# Aufgabendetails
Womit setzte Matilda van den Bosche laut dem Textabschnitt unten ihre Proband*innen zunächst unter Stress?
==== Textabschnitt ====
So berichten etwa Manuela Siegfried und Geeta Stilwell von „Nature Wellbeing & Corporate Solutions“ nach einer Incentive-Reise mit Schneemobilfahren, Skifahren, Schlitten und Hundeschlittenfahren, dass „nach drei Tagen in der Natur die Rückmeldungen der Teilnehmer die besten waren, die wir je hatten.“ Zufall war dies keiner, denn unzählige Studien beweisen, dass Aufenthalte in der Natur Stress abbauen, das Energieniveau erhöhen, Produktivität und Kreativität steigern und das allgemeine Wohlbefinden und Glück verbessern. Laut Harvard-Ärztin Dr. Eva M. Selhub, Mitautorin von „Your Brain on Nature“, wirkt Natur „wie ein Tropfen Morphium, da sie die Belohnungsneuronen im Gehirn stimuliert, Sensoren ausschaltet, die zur Stressreaktion des Körpers führen, und so den Zugriff auf die höheren Gehirnzentren ermöglicht.“

Mathematiktest im virtuellen Wald

Nicht immer und überall ist es möglich, Natur zu den Teilnehmer*innen einer Veranstaltung zu bringen. Etwa bei städtischen Tagungen. In solchen Fällen hilft die strategische Dekoration, z. B. mit Grünpflanzen im Hintergrund, Topfpflanzen, die den Raum verschönern, oder mit natürlichen Pflanzen auf den Tischen der Mahlzeiten. Untersuchungen zeigen, dass Topfpflanzen in ihrer Umgebung Kreativität und Aufmerksamkeitsspanne steigern. Harvard-Forscher haben herausgefunden, dass sogar das Hinzufügen von Bildern aus der Natur die geistige Energie steigert: Allein durch den Anblick einer aufmunternden Umgebung können Teilnehmer*innen ihre Leistung verbessern. Auch VR (Virtual Reality) hilft, wie die schwedische Forscherin Matilda van den Bosche bewies: Sie setzte zunächst ihre Proband*innen mit Mathematiktests und simulierten Vorstellungsgesprächen unter Stress. Wenn sie dann in einen virtuellen Wald mit singenden Vögeln versetzt werden, sinkt ihre Herzfrequenz wieder auf ein normales Maß. Die Einrichtung eines Virtual-Reality-Raums bei Tagungen bringt ähnliche Ergebnisse.
==== Datenauszug ====
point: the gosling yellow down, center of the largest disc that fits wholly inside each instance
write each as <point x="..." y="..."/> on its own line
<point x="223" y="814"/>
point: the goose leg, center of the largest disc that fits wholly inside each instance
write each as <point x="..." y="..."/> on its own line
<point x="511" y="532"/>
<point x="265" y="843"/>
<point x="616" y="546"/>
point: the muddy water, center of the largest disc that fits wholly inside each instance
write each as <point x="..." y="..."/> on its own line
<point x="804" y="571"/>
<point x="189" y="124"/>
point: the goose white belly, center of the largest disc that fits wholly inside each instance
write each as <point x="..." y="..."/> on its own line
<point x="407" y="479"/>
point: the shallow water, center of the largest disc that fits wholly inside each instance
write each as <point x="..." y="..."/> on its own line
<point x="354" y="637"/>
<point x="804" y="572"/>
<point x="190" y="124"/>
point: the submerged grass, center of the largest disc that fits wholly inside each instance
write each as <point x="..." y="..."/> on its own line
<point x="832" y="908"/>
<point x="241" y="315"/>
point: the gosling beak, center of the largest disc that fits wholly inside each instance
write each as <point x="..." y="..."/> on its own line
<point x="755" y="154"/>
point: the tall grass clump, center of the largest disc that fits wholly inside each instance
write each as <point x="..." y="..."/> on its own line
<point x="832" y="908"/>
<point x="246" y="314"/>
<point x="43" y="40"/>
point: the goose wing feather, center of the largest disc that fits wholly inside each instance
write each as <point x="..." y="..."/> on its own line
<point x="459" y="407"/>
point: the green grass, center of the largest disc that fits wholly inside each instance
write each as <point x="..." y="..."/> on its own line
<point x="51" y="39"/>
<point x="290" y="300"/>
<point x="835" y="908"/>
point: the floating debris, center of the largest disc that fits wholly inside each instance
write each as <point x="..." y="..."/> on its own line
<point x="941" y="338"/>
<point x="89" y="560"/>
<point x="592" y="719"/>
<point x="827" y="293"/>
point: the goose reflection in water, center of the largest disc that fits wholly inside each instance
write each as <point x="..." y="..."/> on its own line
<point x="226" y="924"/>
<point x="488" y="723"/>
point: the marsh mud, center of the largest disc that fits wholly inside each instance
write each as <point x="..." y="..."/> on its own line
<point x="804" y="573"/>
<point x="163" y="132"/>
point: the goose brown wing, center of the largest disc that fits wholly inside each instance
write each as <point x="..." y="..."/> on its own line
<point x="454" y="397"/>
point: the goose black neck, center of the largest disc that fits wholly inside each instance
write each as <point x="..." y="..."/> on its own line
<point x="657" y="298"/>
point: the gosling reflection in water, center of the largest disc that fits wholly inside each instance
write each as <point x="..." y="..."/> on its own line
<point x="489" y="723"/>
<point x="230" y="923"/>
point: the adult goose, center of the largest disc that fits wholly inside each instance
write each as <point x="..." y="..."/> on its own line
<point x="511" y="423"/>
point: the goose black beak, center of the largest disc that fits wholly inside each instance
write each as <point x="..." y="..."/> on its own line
====
# Lösung der Aufgabe
Mit Mathematiktests und simulierten Vorstellungsgesprächen.